Task goal – Copy out all of the data below verbatim, keeping every line in its original order.
:: Data to use ::
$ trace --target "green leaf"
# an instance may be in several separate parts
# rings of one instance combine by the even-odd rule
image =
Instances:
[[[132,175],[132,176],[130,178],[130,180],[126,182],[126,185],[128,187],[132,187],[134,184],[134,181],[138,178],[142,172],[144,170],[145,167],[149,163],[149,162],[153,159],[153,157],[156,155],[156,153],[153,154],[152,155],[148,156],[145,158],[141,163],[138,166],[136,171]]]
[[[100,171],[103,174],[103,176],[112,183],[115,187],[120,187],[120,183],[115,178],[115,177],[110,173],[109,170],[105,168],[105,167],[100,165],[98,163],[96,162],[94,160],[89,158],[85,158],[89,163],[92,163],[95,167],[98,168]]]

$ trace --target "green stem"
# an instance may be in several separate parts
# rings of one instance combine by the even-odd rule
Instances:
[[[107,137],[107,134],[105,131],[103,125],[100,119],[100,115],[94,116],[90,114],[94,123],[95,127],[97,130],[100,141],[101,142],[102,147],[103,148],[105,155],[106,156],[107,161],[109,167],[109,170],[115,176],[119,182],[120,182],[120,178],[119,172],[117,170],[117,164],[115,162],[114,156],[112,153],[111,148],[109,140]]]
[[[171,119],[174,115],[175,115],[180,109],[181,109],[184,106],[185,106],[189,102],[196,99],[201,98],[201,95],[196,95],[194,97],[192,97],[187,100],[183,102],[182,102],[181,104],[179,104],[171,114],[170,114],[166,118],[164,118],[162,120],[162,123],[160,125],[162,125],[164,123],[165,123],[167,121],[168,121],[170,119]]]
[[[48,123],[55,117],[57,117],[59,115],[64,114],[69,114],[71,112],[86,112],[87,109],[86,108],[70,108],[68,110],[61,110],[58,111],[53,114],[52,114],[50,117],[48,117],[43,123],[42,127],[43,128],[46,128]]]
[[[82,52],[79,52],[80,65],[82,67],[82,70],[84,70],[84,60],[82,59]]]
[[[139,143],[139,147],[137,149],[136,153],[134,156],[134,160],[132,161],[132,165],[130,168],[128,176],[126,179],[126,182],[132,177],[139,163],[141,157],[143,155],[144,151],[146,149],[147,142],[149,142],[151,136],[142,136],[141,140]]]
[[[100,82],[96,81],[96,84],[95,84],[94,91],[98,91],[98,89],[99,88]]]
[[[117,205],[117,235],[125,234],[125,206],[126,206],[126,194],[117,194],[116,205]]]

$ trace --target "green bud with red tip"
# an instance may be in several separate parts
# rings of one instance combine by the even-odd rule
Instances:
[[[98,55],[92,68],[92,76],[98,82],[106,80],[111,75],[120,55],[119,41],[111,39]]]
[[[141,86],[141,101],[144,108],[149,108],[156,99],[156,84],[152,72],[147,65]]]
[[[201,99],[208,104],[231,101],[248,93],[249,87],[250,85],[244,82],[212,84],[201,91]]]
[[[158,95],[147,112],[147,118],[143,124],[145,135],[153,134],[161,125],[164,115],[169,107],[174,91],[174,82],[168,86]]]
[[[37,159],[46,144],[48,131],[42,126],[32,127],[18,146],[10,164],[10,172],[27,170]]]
:::
Exercise output –
$ trace --target "green leaf"
# an instance may be in several separate parts
# rings of one instance combine by the even-odd rule
image =
Instances:
[[[132,175],[132,176],[130,178],[130,180],[126,182],[126,185],[128,187],[132,187],[134,184],[134,181],[138,178],[142,172],[144,170],[145,167],[149,163],[149,162],[153,159],[153,157],[156,155],[156,153],[153,154],[152,155],[148,156],[145,158],[141,163],[138,166],[136,171]]]
[[[100,171],[103,174],[103,176],[112,183],[115,187],[120,187],[120,183],[115,178],[115,177],[110,173],[109,170],[105,168],[105,167],[100,165],[98,163],[96,162],[94,160],[89,158],[85,158],[89,163],[92,163],[95,167],[98,168]]]

$ trace --target "green stem"
# an instance may be in several separate parts
# rings of one instance combine by the even-odd rule
Instances:
[[[107,137],[107,134],[105,131],[103,125],[100,119],[100,115],[94,116],[90,114],[94,123],[95,127],[97,130],[100,141],[101,142],[102,147],[103,148],[105,155],[106,156],[107,161],[109,167],[109,170],[115,176],[119,182],[120,182],[120,178],[119,172],[117,170],[117,164],[115,162],[114,156],[112,153],[111,148],[109,140]]]
[[[171,119],[174,115],[175,115],[180,109],[181,109],[184,106],[185,106],[189,102],[196,99],[201,98],[201,95],[196,95],[194,97],[192,97],[187,100],[183,102],[182,102],[181,104],[179,104],[171,114],[170,114],[166,118],[164,118],[162,120],[162,123],[160,125],[162,125],[164,123],[165,123],[167,121],[168,121],[170,119]]]
[[[48,123],[55,117],[57,117],[59,115],[64,114],[69,114],[71,112],[86,112],[87,109],[86,108],[70,108],[68,110],[61,110],[58,111],[53,114],[52,114],[50,117],[48,117],[43,123],[42,127],[43,128],[46,128]]]
[[[82,52],[79,52],[80,65],[82,67],[82,70],[84,70],[84,60],[82,59]]]
[[[139,143],[139,147],[137,149],[136,153],[134,156],[134,160],[132,161],[132,165],[130,168],[128,176],[126,179],[126,182],[132,177],[139,163],[141,157],[143,155],[144,151],[146,149],[147,142],[149,142],[151,136],[142,136],[141,140]]]
[[[100,82],[96,81],[96,84],[95,84],[94,91],[98,91],[98,89],[99,88]]]
[[[117,205],[117,235],[125,234],[125,206],[126,206],[126,194],[117,194],[116,205]]]

$ trace --target "green bud with red tip"
# an instance may be in several separate parts
# rings of one instance combine by the even-odd rule
Instances:
[[[98,55],[92,68],[92,76],[98,82],[106,80],[111,75],[120,55],[119,41],[111,39]]]
[[[141,86],[141,101],[144,108],[149,108],[156,99],[156,84],[152,72],[147,65]]]
[[[201,99],[208,104],[231,101],[248,93],[249,87],[250,85],[244,82],[212,84],[201,91]]]
[[[158,95],[147,112],[147,118],[143,124],[145,135],[153,134],[161,125],[164,115],[169,107],[174,91],[174,82],[168,86]]]
[[[37,159],[46,144],[48,131],[42,126],[32,127],[18,146],[10,164],[10,172],[27,170]]]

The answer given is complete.